• Exercise: Update the listing so that every "photograph" becomes "image", keeping everything else the same. Leave the pictures out of your answer.

• Provided entries:
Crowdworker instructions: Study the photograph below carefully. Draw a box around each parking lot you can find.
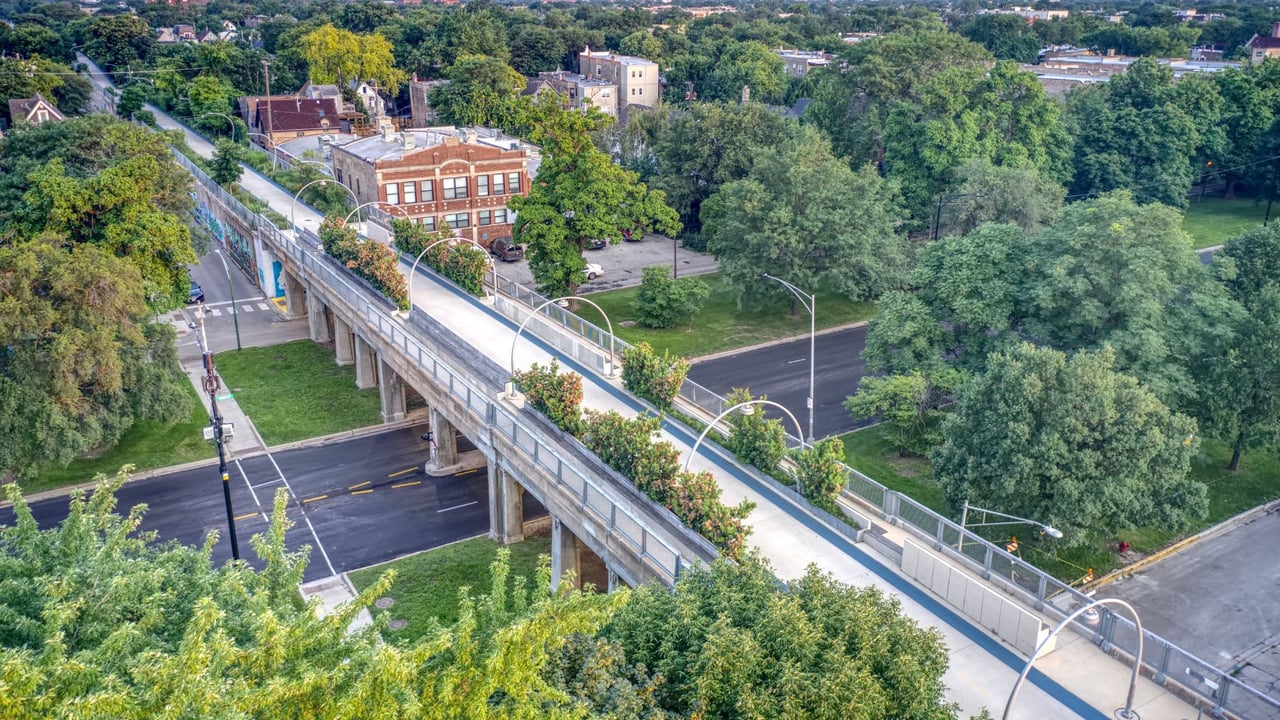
[498,234,719,292]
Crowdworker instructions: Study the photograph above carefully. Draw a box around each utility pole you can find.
[197,302,239,560]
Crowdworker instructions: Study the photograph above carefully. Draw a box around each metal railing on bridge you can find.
[174,152,689,584]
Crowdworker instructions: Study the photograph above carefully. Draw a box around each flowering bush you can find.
[622,342,689,407]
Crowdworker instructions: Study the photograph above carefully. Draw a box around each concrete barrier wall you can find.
[901,539,1056,657]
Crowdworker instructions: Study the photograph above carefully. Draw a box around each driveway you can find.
[498,234,719,292]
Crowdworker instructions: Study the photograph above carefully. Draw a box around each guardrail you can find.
[488,249,1280,720]
[174,152,689,584]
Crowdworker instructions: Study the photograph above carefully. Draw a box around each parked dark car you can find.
[489,237,525,263]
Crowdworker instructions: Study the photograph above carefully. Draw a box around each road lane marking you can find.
[266,452,338,575]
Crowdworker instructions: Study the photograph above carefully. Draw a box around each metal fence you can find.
[174,152,689,583]
[488,254,1280,720]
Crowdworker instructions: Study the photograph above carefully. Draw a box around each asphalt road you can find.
[1098,512,1280,700]
[0,425,545,580]
[689,325,872,438]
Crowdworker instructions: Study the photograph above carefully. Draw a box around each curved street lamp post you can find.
[685,400,805,486]
[504,293,617,400]
[1001,597,1143,720]
[760,273,818,445]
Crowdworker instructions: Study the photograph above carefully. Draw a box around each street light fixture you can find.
[1001,597,1143,720]
[956,500,1062,551]
[760,273,818,445]
[685,400,805,484]
[504,294,617,400]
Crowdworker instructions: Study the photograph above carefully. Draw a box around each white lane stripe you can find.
[236,460,265,507]
[266,452,338,575]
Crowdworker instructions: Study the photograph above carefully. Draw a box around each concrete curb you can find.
[0,414,426,509]
[689,320,870,365]
[1088,500,1280,589]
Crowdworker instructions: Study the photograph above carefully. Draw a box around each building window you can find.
[443,178,467,200]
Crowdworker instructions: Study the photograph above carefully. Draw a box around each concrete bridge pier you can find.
[356,334,378,389]
[489,459,525,544]
[552,518,582,592]
[280,270,307,320]
[307,292,329,342]
[378,357,404,423]
[333,315,356,365]
[430,407,458,468]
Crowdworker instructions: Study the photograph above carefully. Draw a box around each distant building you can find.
[332,123,540,247]
[9,92,67,127]
[774,49,832,77]
[1244,23,1280,63]
[527,70,618,118]
[577,47,662,113]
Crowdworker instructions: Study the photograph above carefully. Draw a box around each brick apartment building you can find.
[333,127,540,247]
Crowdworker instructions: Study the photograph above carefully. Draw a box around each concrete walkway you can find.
[82,60,1196,720]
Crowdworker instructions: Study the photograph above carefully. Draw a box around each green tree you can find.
[650,102,799,232]
[631,265,712,329]
[604,559,956,720]
[509,142,680,297]
[701,128,906,310]
[845,370,960,455]
[430,55,525,127]
[931,345,1208,544]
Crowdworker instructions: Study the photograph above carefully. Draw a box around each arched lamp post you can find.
[289,178,360,238]
[506,294,617,400]
[685,400,805,486]
[1001,597,1142,720]
[401,234,498,318]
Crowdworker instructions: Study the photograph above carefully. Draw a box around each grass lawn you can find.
[348,537,552,646]
[215,340,381,446]
[579,273,876,357]
[840,424,1280,580]
[1183,197,1280,250]
[22,375,215,493]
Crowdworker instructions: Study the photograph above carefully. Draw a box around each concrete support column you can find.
[356,334,378,389]
[552,518,582,592]
[280,270,307,320]
[430,407,458,468]
[307,292,329,342]
[489,461,525,544]
[333,315,356,365]
[378,357,404,423]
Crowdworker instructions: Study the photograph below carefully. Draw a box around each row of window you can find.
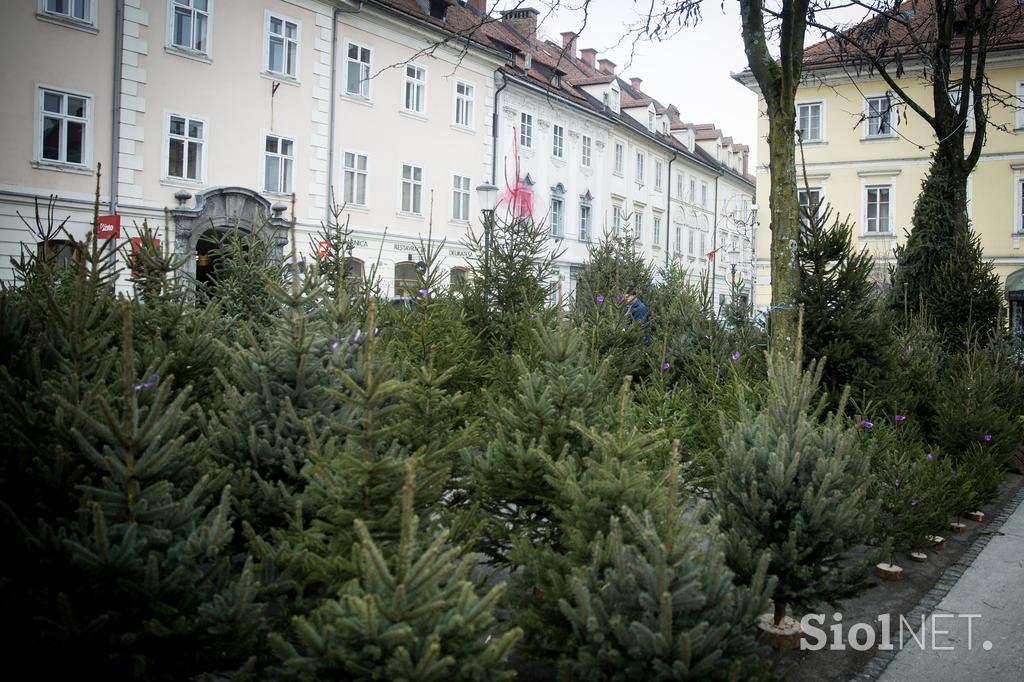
[519,112,594,168]
[797,81,1024,142]
[798,183,893,235]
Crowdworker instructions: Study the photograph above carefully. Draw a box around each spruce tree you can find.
[888,155,1002,348]
[715,344,873,624]
[5,301,264,679]
[205,231,352,537]
[270,463,519,682]
[560,443,770,680]
[509,377,667,658]
[468,319,614,563]
[797,201,892,399]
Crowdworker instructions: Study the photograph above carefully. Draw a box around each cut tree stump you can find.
[758,611,804,651]
[874,563,903,581]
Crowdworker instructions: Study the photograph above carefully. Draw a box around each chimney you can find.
[562,31,575,59]
[580,47,597,70]
[502,7,541,42]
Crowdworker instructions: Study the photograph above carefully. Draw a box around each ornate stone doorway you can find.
[170,187,289,281]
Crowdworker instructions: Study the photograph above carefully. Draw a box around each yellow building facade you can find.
[739,50,1024,335]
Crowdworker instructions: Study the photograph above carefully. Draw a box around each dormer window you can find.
[430,0,449,22]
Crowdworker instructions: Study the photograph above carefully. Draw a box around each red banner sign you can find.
[96,215,121,240]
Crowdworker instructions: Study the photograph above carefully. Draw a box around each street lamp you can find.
[476,182,498,300]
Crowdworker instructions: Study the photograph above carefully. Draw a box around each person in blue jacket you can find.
[625,285,650,346]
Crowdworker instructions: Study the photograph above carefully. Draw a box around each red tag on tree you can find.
[96,215,121,240]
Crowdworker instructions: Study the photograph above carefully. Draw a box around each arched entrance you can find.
[1007,268,1024,338]
[170,187,289,282]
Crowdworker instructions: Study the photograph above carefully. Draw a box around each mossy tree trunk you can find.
[739,0,808,354]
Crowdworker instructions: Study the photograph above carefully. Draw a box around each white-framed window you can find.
[864,184,893,235]
[37,88,92,167]
[402,63,427,114]
[401,164,423,215]
[263,133,295,195]
[455,81,476,128]
[1014,175,1024,235]
[39,0,96,27]
[266,12,299,78]
[519,112,534,147]
[342,152,370,206]
[864,94,896,137]
[797,187,822,225]
[169,0,213,56]
[580,201,592,242]
[797,101,824,142]
[345,43,373,99]
[551,124,565,159]
[165,114,207,182]
[452,175,469,222]
[949,85,974,132]
[1016,81,1024,130]
[551,197,565,238]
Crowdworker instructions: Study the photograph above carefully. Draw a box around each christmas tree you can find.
[715,344,873,625]
[509,377,668,658]
[561,443,770,680]
[468,319,614,563]
[270,463,519,682]
[797,201,893,399]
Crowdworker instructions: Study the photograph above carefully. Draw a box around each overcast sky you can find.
[495,0,765,163]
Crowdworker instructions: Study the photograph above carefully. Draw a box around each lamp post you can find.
[476,182,498,302]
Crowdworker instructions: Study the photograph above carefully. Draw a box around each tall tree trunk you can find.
[768,104,800,354]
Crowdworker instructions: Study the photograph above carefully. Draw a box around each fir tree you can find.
[797,201,892,399]
[561,443,770,680]
[715,353,873,624]
[205,231,352,536]
[509,377,667,658]
[888,155,1002,347]
[5,302,264,679]
[468,321,613,563]
[270,463,519,682]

• Output:
Crowdworker instructions: Study the image below carefully. Draw a box around each parking lot you can find.
[498,234,719,292]
Crowdworker instructions: Study the image above carefully. Draw a box around each utility pole you can find.
[197,302,239,560]
Crowdworker instructions: Study the image above carefully. Draw a box around each metal railing on bridge you can find.
[174,152,689,584]
Crowdworker instructions: Study the image above carefully. Draw a box around each flowering bush you can find.
[622,342,689,407]
Crowdworker instructions: Study the image above carefully. Draw a box around each concrete barrier wall you can find.
[901,539,1056,657]
Crowdworker instructions: Study the image above carefully. Draw a box around each driveway you can find.
[498,234,719,292]
Crowdworker instructions: Study the image above carefully. Draw a box around each guardrail you can find.
[488,249,1280,720]
[174,152,689,584]
Crowdworker instructions: Study the image above carefully. Draw a box around each parked dark car you can find.
[489,237,525,263]
Crowdworker instructions: Study the image above carefully. Draw a box around each road lane marking you can find.
[266,452,338,575]
Crowdworker instructions: Study the image above carefully. Draw a box around each metal fence you can find.
[174,152,689,583]
[488,254,1280,720]
Crowdworker instructions: Study the image above carefully. Draw a box around each asphalt road you can find.
[1098,512,1280,700]
[0,425,545,580]
[689,325,872,438]
Crowdworker instructions: Study the image above carefully. Draw a box around each curved street lamp post you can find.
[685,400,805,486]
[504,293,617,400]
[1001,597,1143,720]
[760,273,818,445]
Crowdworker instructions: Study the image above carefully. Draw a box around each street light fixture you can find.
[1001,597,1143,720]
[956,500,1062,551]
[760,273,818,445]
[685,400,805,484]
[504,294,617,400]
Crowdworker instructions: Study the image above carefully. Draw a box around each white lane stripe you can find.
[236,460,265,507]
[266,452,338,575]
Crowdworker instructions: Study the image above carefully. Draw a box around each concrete curb you can find.
[0,414,426,509]
[689,320,870,365]
[1088,500,1280,589]
Crowdworker instructions: Study the image above carefully. Draw a box around each building window you can find.
[443,178,467,200]
Crowdworker instructions: Study the image above carefully. Draw a box around each concrete bridge pier you can find.
[356,334,378,389]
[489,459,525,544]
[552,518,582,592]
[280,270,307,320]
[307,292,329,342]
[378,357,404,423]
[333,315,356,365]
[430,407,458,468]
Crowdworker instructions: Study the image above carefully. Draw a box around each distant building you can find.
[332,123,540,247]
[9,92,67,127]
[774,49,832,77]
[1244,23,1280,63]
[527,70,618,118]
[577,47,662,113]
Crowdworker instructions: Study the image above carefully. Draw a box around each brick apartment building you can find.
[333,127,540,247]
Crowdworker instructions: Study the image above carefully. Draw a box around each concrete walkway you can find.
[82,60,1196,720]
Crowdworker instructions: Study the image above carefully. Draw a box around each green tree you can find.
[650,102,799,232]
[631,265,712,329]
[604,559,956,720]
[509,142,680,297]
[701,128,906,310]
[845,370,960,455]
[430,55,525,127]
[931,345,1208,544]
Crowdworker instructions: Study the image above carefully. Draw a box around each arched lamp post you can find.
[289,178,360,238]
[506,294,617,400]
[685,400,805,486]
[1001,597,1142,720]
[401,234,498,318]
Crowdworker instructions: Study the image above carefully. Draw a box around each grass lawn you can find.
[348,537,552,646]
[215,340,381,446]
[579,273,876,357]
[840,424,1280,580]
[1183,197,1280,250]
[22,375,215,493]
Crowdworker instructions: Study the image above carefully. Draw a box around each concrete support column you can find.
[356,334,378,389]
[552,518,582,592]
[280,270,307,320]
[430,407,458,468]
[307,292,329,342]
[489,461,525,544]
[333,315,356,365]
[378,357,404,423]
Crowdworker instructions: Study the image below carefully. Draw a box around each row of window you can find.
[519,112,594,168]
[797,81,1024,142]
[798,183,893,235]
Crowdworker instructions: Study the image above carefully. Draw a box around each spruce tree you can find.
[888,155,1002,348]
[715,344,873,624]
[5,301,264,679]
[205,231,352,537]
[270,463,519,682]
[560,443,770,680]
[509,377,667,658]
[468,319,614,563]
[797,201,892,399]
Crowdworker instructions: Study the image above carefully. Draw a box around each cut tree stump you can find.
[758,611,804,651]
[874,563,903,581]
Crowdworker instructions: Study the image above carefully. Draw a box around each chimney you can find.
[562,31,575,59]
[580,47,597,70]
[502,7,541,42]
Crowdworker instructions: Study the image above carefully. Draw a box around each ornate stone doorway you can find.
[170,187,289,281]
Crowdworker instructions: Study the image above carefully. Draw a box around each yellow building facade you can find.
[739,50,1024,335]
Crowdworker instructions: Study the image above carefully. Draw a box around each dormer window you can find.
[430,0,449,22]
Crowdworker instructions: Study the image above carefully. Draw a box around each red banner sign you can find.
[96,215,121,240]
Crowdworker instructions: Study the image above carefully. Draw a box around each street lamp you can find.
[476,182,498,300]
Crowdworker instructions: Study the image above carefully. Draw a box around each person in blue jacket you can find.
[625,285,650,346]
Crowdworker instructions: Study the image above carefully. Draw a box around each red tag on tree you can find.
[96,215,121,240]
Crowdworker instructions: Study the image above carefully. Draw a box around each arched entrance you can find.
[1007,268,1024,338]
[170,187,289,282]
Crowdworker instructions: Study the image above carefully. Draw a box around each mossy tree trunk you can find.
[739,0,808,354]
Crowdworker instructions: Study the image above carefully. Draw a box around each white-framed window you can find.
[864,184,893,235]
[37,88,92,167]
[402,63,427,114]
[401,164,423,215]
[263,133,295,195]
[455,81,476,128]
[1014,175,1024,235]
[39,0,96,27]
[266,12,299,78]
[519,112,534,147]
[342,152,370,206]
[864,94,896,137]
[797,187,822,225]
[169,0,213,56]
[580,201,592,242]
[797,101,824,142]
[345,43,373,99]
[551,124,565,159]
[165,114,207,182]
[452,175,469,222]
[949,85,974,132]
[1016,81,1024,130]
[551,197,565,238]
Crowdworker instructions: Study the image above carefully. Draw a box around each christmas tree you can find.
[715,344,873,625]
[509,377,668,658]
[561,443,770,680]
[468,319,614,563]
[270,463,519,682]
[797,201,893,399]
Crowdworker instructions: Study the image above carefully. Draw a box around each overcast sky you can find.
[495,0,765,163]
Crowdworker instructions: Study the image above carefully. Draw a box around each lamp post you can find.
[476,182,498,302]
Crowdworker instructions: Study the image above carefully. Draw a box around each tall tree trunk you can find.
[768,104,800,354]
Crowdworker instructions: Study the image above carefully. Draw a box around each fir tree you can find.
[797,201,892,399]
[561,443,770,680]
[715,353,873,624]
[205,231,352,536]
[509,377,667,658]
[888,155,1002,347]
[5,302,264,679]
[468,321,613,563]
[270,463,519,682]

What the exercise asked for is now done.